UTC: Complex Markets and Innovation Under Focus

By Elaine Maslin
Wednesday, June 12, 2019

Complex macro-economic scenarios, electric vehicle growth and the value – and meaning – of digitalization were among the wide-ranging topics tackled during Day 0 at this year’s Underwater Technology Conference (UTC) in Bergen.

Setting the scene, DNB’s senior oil market analyst Helge Andre Martinsen, said underlying oil market trends remain volatile, with trade wars being the predominant concern for many in the medium term, alongside geopolitical risk, and longer terms concerns relating to growth in electrical vehicles.

However, demand is expected to remain for some time and with break-evens for offshore now trending below shale, there’s been an increase in offshore capital investment – the increase ini five years, in fact.

The average break-even for shale is now $40-45/barrel, says Martinsen. Wood Mackenzie’s latest estimates put offshore at $35/barrel. Equinor says 60% of its non-sanctioned portfolio is below $40/barrel. These metrics have seen subsea Xmas tree orders rise and should tip over 300 this year, he says.

But, says Martinsen, “We have to keep a laser focus on cost because the shale guys are just north of us (in break-even prices). We are seeing the effect of economics. We have had four years of capex coming down offshore. In 2019, we have increasing capex for the first time in five years, while in shale we expect capex to be down 10% year on year in 2019.

“The offshore outlook is much better today. We have fought back on shale, but the oil price is going to be volatile still. The key uncertainties are trade wars which could push oil prices down to $60/barrel. But in DNB we believe oil demand will continue to improve and to get the barrels that we need to plug the gap we need prices above $70/barrel for Brent.”

Focussing on tiebacks
Oil companies are looking for projects with low upfront capex and short period from capex to production, Erik Simonsen, from IHS Markit, said.

“Shale is an obvious answer; the only investment is drilling wells and drilling to production is less than six months,” he says. “That’s meant large greenfield projects in new areas with long pay back are less popular. Tie backs are more popular, using existing hubs. They’re popular in the North Sea and we’re seeing them increase in popularity.”

Offshore spending has fallen over the last five years, and by 5% in 2018, Simonsen says. However, subsea spending increased 27% that year, he says, having hit “rock bottom” in 2016, but then having also seen growth in 2017. Over the next five years, Simonsen says 5% growth is expected per annum.

Splitting subsea spending into four segments, he says subsea production system (SPS) and pipelay spending are expected to increase 5% in the 2018-23 period, with offshore support, eg. offshore support vessels (OSV) and remotely operated underwater vehicles (ROV), growing 8%.

Regionally, growth is expected to be highest in South Africa, followed by South America. “We’re actually seeing a decline in Europe in the years to come,” says Simonsen. Here, he puts the growth (decline) rates for the four segments at -7% for SPS, -8% for pipelay, and -2% for heavy lift, although OSV/ROV services are expected to increase 12%. The problem, he says, is that we’ve just come through the Johan Sverdrup project, and the Nordstream pipeline project, which had boosted previous years’ numbers.

Innovation across nations
Stephen Sheal, external relationship director at The Oil & Gas Technology Center (OGTC), based in Aberdeen, said Norway and the UK should do more to work together to help drive greater innovation. “Arguably there’s never been a greater need for innovation than now. But are we good at doing it? Are we fit to survive the next challenge?”

**Given instruction 1**
In the UTC article, what average break-even price does Martinsen give for shale?
**Given instruction 2**
Reproduce the passage of the UTC article word for word, starting at "Complex macro-economic scenarios, electric" and ending at "in electrical vehicles.".
Work from the UTC article alone.

**Data shown**
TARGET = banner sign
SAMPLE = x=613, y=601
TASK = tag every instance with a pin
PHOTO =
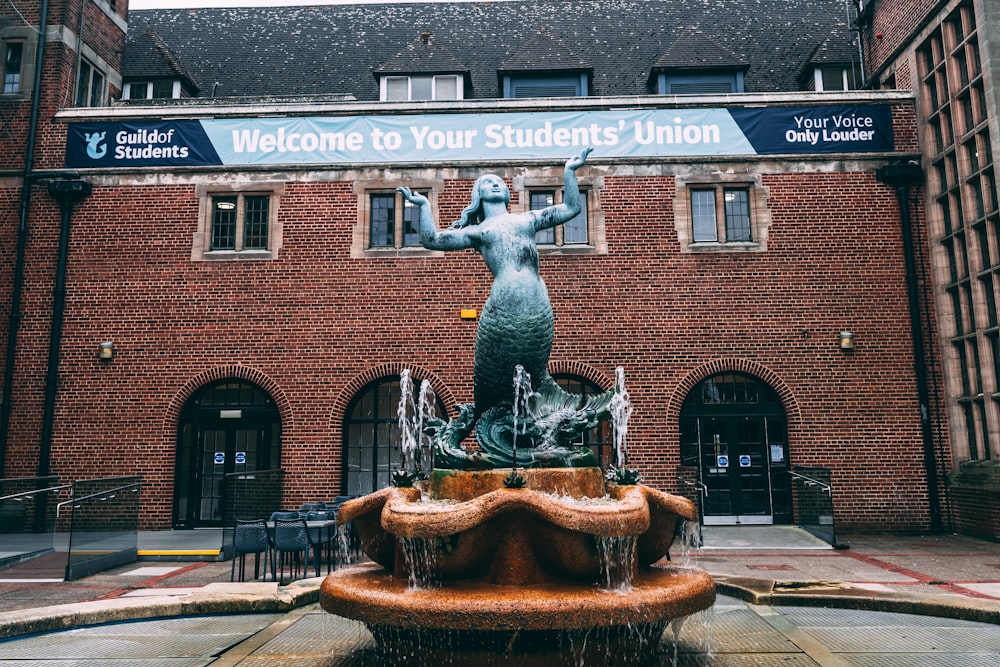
x=480, y=137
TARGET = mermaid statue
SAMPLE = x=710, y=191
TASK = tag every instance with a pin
x=513, y=340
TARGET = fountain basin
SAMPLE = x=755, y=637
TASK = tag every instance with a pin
x=368, y=593
x=516, y=537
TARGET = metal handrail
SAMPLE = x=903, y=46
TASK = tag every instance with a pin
x=94, y=495
x=29, y=493
x=700, y=486
x=809, y=481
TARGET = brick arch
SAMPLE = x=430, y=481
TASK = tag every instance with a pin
x=583, y=370
x=180, y=399
x=339, y=408
x=793, y=413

**Task output 1**
$40-45 per barrel.

**Task output 2**
Complex macro-economic scenarios, electric vehicle growth and the value – and meaning – of digitalization were among the wide-ranging topics tackled during Day 0 at this year’s Underwater Technology Conference (UTC) in Bergen.

Setting the scene, DNB’s senior oil market analyst Helge Andre Martinsen, said underlying oil market trends remain volatile, with trade wars being the predominant concern for many in the medium term, alongside geopolitical risk, and longer terms concerns relating to growth in electrical vehicles.